- Assigned task -
Copy the text on the motions of the Earth from "Our planet Earth" up to and including "Earth's daily motion.", renaming "Earthday" to "Earth day".

━━━ Text passage

Chapter 3 Motions Of The Earth

Rotation

Our planet Earth exhibits two primary types of motion: rotation and revolution.

Rotation is the movement of the Earth on its axis. The Earth's axis is an imaginary line that passes through the center of the Earth and intersects the surface at the North and South Poles. This axis is tilted, making an angle of $66\frac{1}{2}^\circ$ with the plane of the Earth's orbit around the sun. The plane formed by the Earth's orbit is known as the orbital plane.

The Earth completes one full rotation on its axis in approximately 24 hours. This period of rotation is called an Earthday, and it represents the Earth's daily motion.

Ancient Indian astronomer Aryabhata recognized that the Earth is spherical and rotates on its own axis.

Day And Night

As the Earth rotates, only the portion of the Earth facing the sun receives light and experiences day. The other half, which is turned away from the sun, remains in darkness and experiences night.

━━━━━━
━━━ Extracted entries

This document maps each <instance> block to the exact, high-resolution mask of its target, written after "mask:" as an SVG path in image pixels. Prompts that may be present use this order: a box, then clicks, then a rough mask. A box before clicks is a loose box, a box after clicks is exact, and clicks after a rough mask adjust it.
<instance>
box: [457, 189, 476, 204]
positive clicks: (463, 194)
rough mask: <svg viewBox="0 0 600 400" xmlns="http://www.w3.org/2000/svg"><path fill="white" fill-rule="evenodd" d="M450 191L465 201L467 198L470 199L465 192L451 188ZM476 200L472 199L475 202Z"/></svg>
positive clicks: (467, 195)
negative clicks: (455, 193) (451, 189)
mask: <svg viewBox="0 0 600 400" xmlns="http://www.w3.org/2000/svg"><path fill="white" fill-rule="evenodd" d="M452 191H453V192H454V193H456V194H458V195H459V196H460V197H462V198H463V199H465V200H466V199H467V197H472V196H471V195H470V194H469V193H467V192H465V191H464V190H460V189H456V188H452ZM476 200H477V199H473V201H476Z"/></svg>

━━━━━━

- Answer for this exercise -
Our planet Earth exhibits two primary types of motion: rotation and revolution.

Rotation is the movement of the Earth on its axis. The Earth's axis is an imaginary line that passes through the center of the Earth and intersects the surface at the North and South Poles. This axis is tilted, making an angle of $66\frac{1}{2}^\circ$ with the plane of the Earth's orbit around the sun. The plane formed by the Earth's orbit is known as the orbital plane.

The Earth completes one full rotation on its axis in approximately 24 hours. This period of rotation is called an Earth day, and it represents the Earth's daily motion.